— begin —

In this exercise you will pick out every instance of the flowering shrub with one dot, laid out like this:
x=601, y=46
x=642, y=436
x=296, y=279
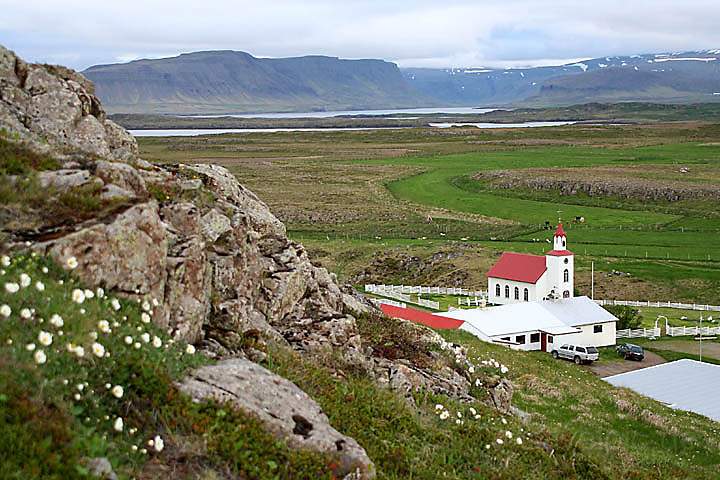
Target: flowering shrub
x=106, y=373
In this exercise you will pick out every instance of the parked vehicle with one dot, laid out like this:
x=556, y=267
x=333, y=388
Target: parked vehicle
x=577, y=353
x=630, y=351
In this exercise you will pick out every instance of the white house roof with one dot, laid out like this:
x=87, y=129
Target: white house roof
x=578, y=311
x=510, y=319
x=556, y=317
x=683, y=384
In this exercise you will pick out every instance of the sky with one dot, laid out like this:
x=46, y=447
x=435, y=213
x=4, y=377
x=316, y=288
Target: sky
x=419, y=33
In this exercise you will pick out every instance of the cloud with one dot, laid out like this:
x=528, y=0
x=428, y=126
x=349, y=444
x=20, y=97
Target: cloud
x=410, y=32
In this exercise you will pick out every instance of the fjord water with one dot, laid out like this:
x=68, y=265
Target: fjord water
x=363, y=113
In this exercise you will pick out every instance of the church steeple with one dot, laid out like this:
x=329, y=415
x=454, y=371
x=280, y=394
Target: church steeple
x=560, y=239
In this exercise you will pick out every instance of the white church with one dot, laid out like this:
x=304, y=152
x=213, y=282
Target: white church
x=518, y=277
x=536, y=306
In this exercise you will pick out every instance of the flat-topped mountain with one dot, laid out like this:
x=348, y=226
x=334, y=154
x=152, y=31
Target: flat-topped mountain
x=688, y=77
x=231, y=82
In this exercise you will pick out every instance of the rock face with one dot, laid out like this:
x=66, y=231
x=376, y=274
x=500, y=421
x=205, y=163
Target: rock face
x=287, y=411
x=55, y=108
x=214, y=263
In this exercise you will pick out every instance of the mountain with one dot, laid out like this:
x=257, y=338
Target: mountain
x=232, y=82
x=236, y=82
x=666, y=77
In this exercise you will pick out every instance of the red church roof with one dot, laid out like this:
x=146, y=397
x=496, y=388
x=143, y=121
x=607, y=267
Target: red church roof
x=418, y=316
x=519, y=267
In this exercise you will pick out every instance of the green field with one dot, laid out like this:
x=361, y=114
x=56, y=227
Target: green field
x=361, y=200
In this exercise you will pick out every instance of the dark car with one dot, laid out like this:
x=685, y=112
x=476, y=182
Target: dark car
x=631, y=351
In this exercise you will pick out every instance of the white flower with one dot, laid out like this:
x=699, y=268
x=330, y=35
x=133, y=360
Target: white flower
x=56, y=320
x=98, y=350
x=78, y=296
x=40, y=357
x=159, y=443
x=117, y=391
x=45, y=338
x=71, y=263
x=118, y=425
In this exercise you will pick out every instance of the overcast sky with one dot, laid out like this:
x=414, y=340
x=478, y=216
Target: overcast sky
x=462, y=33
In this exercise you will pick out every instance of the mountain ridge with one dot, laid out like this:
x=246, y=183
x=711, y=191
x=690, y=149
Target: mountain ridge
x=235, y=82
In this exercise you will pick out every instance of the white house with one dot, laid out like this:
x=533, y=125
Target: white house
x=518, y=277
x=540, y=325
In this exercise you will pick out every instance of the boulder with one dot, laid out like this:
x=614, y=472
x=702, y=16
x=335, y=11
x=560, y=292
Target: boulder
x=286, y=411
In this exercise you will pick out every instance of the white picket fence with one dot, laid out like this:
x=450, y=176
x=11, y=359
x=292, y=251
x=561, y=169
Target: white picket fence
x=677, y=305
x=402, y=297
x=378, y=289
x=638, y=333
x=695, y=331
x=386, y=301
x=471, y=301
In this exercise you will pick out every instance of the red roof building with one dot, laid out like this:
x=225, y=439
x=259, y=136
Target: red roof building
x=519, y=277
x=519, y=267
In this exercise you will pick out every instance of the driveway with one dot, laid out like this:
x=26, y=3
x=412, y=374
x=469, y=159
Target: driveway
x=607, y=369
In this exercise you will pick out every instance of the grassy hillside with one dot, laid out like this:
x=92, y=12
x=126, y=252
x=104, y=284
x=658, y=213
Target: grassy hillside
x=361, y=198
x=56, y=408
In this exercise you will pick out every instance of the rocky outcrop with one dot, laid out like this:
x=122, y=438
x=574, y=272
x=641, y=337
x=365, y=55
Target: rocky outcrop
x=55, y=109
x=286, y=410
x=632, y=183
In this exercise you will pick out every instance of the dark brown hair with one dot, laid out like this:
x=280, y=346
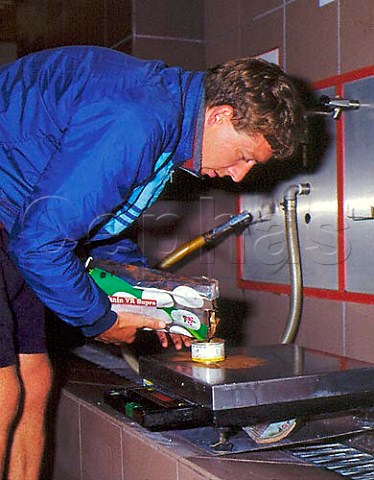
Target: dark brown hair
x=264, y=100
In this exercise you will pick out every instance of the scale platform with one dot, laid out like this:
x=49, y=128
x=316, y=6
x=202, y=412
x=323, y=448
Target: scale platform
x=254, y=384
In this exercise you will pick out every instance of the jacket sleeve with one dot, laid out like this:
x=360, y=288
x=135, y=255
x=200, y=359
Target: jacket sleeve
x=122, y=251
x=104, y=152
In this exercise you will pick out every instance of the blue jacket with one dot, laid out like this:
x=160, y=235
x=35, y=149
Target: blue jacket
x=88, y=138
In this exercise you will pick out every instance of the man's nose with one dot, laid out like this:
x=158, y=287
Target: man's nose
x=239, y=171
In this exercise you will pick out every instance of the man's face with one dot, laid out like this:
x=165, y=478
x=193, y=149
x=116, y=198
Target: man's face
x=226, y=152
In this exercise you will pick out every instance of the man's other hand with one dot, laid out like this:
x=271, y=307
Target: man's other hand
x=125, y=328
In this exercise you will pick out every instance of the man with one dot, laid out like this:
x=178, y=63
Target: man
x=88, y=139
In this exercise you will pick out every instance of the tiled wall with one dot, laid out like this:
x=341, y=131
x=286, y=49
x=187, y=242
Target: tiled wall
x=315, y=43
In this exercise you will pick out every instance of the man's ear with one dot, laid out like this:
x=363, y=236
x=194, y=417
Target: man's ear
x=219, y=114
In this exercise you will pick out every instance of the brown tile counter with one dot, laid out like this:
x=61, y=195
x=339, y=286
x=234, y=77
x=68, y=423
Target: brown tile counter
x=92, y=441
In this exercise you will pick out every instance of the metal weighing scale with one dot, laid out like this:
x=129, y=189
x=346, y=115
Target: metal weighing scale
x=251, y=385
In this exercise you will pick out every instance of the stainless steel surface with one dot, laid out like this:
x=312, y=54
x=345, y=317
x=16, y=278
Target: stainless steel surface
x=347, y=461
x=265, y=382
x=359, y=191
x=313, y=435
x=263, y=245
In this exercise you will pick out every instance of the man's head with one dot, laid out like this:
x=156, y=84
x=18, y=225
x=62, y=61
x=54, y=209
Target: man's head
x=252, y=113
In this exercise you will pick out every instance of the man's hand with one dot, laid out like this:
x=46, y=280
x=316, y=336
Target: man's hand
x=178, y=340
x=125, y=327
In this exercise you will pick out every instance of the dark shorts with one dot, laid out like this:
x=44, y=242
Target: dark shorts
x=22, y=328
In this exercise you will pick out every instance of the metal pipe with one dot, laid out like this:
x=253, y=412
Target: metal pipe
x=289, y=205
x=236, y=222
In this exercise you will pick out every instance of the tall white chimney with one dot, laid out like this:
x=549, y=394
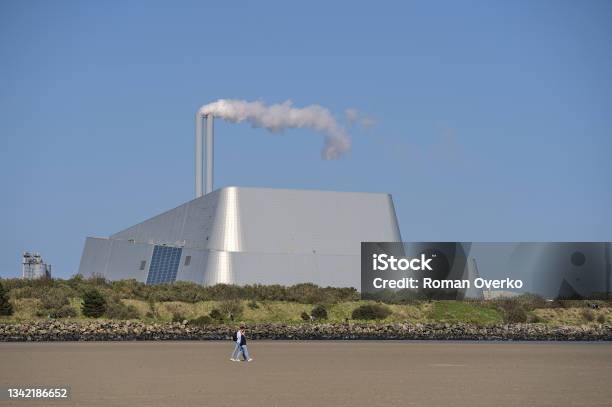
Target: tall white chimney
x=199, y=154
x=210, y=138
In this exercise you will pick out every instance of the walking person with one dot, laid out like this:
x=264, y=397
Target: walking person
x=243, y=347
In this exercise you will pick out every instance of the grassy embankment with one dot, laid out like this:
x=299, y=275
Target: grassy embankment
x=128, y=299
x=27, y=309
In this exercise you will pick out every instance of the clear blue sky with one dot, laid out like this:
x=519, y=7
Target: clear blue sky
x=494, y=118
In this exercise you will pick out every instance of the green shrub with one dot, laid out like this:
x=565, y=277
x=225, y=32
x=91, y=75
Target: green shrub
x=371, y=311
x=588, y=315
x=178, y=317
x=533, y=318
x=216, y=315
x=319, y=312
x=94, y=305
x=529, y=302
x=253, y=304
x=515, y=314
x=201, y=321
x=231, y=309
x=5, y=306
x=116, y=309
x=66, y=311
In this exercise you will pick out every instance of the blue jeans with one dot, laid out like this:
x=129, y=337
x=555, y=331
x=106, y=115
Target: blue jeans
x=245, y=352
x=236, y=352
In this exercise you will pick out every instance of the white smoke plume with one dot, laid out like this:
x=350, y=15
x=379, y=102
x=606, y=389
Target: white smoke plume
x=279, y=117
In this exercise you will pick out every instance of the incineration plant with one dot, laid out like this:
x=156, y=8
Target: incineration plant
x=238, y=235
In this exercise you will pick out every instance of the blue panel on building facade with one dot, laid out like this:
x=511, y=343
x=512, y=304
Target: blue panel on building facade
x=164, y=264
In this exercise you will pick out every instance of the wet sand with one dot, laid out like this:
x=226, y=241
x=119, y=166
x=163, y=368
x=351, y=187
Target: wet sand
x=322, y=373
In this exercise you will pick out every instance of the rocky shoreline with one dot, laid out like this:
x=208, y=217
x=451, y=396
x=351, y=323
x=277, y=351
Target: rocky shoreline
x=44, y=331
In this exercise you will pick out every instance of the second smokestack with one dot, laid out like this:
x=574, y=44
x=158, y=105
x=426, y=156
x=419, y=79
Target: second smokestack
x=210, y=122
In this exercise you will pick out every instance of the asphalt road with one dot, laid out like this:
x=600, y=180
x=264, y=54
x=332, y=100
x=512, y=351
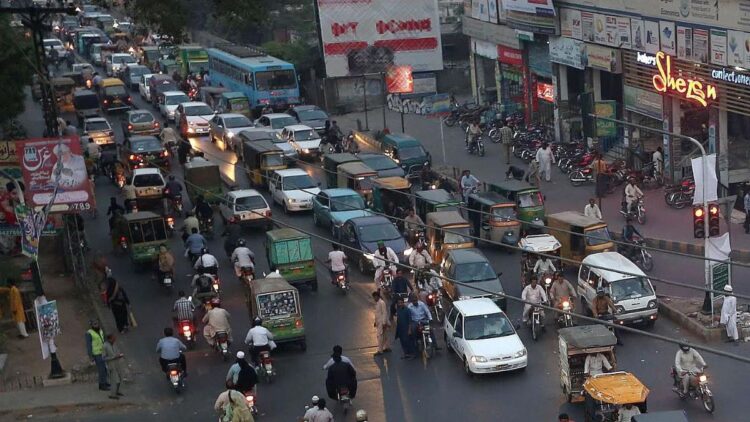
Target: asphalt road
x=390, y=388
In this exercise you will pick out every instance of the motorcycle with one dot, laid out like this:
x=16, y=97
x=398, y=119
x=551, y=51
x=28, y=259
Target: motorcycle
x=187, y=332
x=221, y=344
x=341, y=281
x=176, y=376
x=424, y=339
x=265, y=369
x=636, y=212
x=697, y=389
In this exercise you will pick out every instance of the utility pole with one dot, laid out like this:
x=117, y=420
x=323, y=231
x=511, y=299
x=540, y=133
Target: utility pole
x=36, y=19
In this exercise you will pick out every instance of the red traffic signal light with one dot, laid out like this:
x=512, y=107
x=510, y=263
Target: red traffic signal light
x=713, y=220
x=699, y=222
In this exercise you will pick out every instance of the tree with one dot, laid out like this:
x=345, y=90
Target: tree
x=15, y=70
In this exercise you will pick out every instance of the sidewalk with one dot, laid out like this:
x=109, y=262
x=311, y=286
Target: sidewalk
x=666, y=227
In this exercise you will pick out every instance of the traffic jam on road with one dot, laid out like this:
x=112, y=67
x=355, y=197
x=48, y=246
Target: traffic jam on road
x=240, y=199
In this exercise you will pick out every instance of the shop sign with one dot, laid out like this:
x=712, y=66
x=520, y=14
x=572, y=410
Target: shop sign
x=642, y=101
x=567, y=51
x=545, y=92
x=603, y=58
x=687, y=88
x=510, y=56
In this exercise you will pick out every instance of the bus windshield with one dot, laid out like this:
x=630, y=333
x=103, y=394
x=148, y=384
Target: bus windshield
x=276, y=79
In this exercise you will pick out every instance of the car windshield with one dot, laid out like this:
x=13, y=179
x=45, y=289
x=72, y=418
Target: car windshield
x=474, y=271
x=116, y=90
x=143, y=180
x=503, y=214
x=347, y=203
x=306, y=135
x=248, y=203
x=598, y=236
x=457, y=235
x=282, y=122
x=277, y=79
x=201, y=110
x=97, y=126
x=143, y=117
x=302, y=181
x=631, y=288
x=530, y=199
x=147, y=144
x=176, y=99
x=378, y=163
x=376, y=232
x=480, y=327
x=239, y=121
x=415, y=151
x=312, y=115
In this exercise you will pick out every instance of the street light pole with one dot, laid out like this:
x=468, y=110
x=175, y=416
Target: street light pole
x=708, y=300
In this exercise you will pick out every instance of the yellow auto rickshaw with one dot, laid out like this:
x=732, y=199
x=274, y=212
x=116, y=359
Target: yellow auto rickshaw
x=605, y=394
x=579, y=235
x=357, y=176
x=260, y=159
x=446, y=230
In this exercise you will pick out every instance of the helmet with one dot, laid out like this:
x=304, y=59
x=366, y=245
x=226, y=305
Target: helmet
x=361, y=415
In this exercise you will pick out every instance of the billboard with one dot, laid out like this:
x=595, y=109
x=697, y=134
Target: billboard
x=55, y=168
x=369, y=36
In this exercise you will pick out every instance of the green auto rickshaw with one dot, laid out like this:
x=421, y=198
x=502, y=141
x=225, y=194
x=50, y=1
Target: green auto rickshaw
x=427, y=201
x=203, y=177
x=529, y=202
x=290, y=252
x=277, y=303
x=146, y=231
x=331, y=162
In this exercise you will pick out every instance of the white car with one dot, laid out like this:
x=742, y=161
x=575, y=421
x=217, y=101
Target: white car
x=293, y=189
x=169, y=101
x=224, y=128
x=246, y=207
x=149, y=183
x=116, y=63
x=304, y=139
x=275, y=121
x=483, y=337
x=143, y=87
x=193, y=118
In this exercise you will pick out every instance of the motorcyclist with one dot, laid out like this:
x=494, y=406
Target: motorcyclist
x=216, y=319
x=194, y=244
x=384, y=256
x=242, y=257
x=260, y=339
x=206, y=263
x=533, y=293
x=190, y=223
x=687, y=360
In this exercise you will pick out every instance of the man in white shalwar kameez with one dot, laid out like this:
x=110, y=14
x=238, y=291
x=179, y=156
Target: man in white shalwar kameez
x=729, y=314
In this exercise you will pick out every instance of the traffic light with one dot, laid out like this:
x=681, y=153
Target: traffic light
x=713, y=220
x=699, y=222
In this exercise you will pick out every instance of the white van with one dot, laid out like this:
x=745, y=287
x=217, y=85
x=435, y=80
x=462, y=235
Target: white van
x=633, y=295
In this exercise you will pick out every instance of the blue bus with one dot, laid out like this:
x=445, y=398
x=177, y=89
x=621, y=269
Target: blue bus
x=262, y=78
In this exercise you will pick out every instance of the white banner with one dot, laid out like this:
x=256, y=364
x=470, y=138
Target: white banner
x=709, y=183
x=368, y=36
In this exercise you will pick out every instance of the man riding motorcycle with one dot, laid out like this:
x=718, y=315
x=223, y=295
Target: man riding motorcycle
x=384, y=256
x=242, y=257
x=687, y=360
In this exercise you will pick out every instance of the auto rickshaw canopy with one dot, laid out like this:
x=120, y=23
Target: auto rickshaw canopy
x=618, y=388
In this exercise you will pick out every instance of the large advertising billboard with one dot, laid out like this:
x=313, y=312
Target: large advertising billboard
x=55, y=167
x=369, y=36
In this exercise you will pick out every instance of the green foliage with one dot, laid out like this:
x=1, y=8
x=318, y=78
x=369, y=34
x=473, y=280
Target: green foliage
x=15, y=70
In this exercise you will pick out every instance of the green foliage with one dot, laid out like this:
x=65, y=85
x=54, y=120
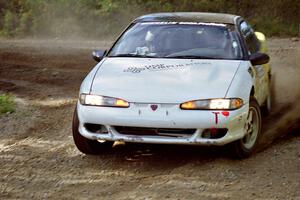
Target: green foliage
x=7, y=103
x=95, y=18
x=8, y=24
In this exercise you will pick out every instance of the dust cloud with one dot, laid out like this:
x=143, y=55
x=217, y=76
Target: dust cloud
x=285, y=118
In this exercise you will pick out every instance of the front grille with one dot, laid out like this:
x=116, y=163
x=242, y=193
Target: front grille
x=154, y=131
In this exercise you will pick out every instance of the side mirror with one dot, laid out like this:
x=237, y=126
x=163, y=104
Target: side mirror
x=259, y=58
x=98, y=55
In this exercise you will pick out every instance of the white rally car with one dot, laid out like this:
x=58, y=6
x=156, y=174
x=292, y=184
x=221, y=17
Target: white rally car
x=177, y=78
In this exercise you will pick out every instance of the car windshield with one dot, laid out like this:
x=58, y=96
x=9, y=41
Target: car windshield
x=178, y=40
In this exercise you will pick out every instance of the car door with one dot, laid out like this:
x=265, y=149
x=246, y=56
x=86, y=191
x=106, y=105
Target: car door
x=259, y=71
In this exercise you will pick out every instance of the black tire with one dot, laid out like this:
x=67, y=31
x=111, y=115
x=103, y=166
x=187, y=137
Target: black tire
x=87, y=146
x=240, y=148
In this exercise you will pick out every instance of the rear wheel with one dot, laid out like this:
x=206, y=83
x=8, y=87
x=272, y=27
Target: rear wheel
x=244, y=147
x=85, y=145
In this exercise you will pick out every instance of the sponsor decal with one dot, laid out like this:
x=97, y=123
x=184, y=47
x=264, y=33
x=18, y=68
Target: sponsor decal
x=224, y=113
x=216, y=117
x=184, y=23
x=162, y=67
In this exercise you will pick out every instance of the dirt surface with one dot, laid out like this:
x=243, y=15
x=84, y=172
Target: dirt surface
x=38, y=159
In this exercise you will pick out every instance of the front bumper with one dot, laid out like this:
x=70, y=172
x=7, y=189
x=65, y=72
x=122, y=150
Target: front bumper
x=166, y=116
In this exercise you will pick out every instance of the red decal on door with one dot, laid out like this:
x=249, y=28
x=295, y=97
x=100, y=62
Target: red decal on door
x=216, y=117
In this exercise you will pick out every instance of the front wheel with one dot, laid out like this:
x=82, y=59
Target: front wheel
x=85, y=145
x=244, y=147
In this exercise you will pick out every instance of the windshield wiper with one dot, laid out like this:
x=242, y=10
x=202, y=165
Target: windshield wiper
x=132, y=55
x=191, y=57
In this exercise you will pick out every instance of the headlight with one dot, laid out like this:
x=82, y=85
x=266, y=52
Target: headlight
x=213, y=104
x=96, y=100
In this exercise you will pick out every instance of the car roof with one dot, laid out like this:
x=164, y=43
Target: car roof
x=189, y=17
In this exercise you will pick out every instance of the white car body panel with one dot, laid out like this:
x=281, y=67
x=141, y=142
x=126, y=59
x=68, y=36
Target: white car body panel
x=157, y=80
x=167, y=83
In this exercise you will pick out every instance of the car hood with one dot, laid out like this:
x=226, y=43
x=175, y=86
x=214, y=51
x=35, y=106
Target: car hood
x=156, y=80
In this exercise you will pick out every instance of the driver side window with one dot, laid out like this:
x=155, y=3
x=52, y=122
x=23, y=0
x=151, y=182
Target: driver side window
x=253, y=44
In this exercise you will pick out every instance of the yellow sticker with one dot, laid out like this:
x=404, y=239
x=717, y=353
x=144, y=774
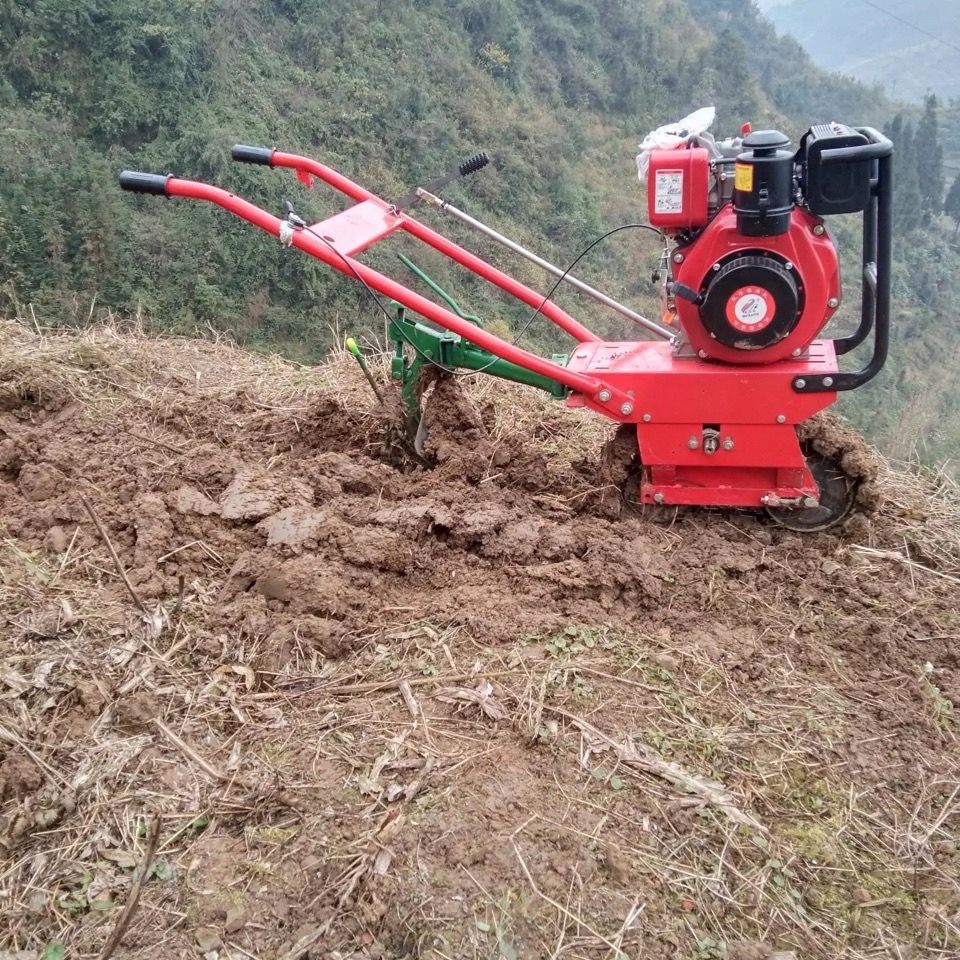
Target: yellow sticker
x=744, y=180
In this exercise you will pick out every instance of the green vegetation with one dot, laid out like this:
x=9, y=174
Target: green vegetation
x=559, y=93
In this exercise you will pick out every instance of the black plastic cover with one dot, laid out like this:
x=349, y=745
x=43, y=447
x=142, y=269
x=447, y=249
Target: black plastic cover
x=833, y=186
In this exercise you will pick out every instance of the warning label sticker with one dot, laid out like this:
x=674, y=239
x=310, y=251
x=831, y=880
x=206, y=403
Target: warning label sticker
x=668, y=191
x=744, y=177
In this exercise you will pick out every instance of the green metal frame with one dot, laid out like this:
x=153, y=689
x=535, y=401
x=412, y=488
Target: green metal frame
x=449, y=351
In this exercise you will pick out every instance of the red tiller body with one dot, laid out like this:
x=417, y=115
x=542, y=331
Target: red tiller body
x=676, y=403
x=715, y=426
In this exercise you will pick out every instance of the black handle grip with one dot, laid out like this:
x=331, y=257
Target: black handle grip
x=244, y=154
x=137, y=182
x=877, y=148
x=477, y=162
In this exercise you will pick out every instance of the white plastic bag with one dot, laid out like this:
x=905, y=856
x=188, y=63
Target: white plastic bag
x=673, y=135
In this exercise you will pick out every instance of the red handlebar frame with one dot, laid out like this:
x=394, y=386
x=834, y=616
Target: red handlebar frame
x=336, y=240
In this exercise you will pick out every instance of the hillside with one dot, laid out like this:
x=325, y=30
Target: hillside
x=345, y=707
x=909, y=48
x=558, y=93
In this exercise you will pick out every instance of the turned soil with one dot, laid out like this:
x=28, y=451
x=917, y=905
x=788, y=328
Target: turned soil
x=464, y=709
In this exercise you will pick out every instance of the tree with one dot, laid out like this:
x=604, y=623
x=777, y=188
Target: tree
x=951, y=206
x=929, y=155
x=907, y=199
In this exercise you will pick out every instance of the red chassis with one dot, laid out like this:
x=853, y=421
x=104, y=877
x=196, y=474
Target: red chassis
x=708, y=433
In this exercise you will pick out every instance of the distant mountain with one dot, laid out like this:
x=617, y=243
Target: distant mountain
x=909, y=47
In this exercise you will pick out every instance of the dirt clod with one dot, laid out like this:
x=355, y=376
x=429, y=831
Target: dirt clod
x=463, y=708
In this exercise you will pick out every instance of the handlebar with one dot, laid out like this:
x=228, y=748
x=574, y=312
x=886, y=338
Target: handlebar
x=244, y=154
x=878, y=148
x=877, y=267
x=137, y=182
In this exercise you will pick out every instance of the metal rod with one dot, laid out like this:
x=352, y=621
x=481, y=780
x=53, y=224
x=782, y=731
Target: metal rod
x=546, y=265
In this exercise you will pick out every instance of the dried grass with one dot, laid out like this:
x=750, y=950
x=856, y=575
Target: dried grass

— end —

# TASK DESCRIPTION:
Rewrite the listing lines starting with the line containing "house roof with" and going on through the line containing "x=666, y=77", changing "Target" to "Label" and leaving everything else unchanged.

# SOLUTION TO THE PROBLEM:
In this exercise you will pick out every instance of the white house roof with one dot, laid out like this:
x=87, y=129
Label: white house roof
x=578, y=311
x=510, y=319
x=556, y=317
x=683, y=384
In this exercise you will pick out every instance of the sky with one dot, laid out like this:
x=46, y=447
x=435, y=213
x=4, y=377
x=316, y=288
Label: sky
x=419, y=33
In this exercise you will pick out every instance of the cloud with one dot, laid out like this:
x=528, y=0
x=428, y=126
x=349, y=444
x=20, y=97
Label: cloud
x=410, y=32
In this exercise you will pick out every instance of the fjord water with one dot, laid out like this:
x=68, y=265
Label: fjord water
x=363, y=113
In this exercise you will pick out every instance of the church steeple with one dot, laid out like this:
x=329, y=415
x=454, y=371
x=280, y=394
Label: church steeple
x=560, y=239
In this exercise you will pick out every instance of the white church with one dot, laid out like this:
x=304, y=152
x=213, y=282
Label: white church
x=518, y=277
x=536, y=306
In this exercise you will pick out every instance of the flat-topped mountain with one dot, laid out like this:
x=348, y=226
x=334, y=154
x=152, y=31
Label: flat-topped mountain
x=688, y=77
x=231, y=82
In this exercise you will pick out every instance of the rock face with one dot, laid out like this:
x=66, y=231
x=376, y=274
x=500, y=421
x=205, y=163
Label: rock face
x=287, y=411
x=55, y=108
x=214, y=263
In this exercise you will pick out every instance of the mountain with one dot, laid out like this:
x=257, y=338
Label: mountain
x=232, y=82
x=236, y=82
x=666, y=77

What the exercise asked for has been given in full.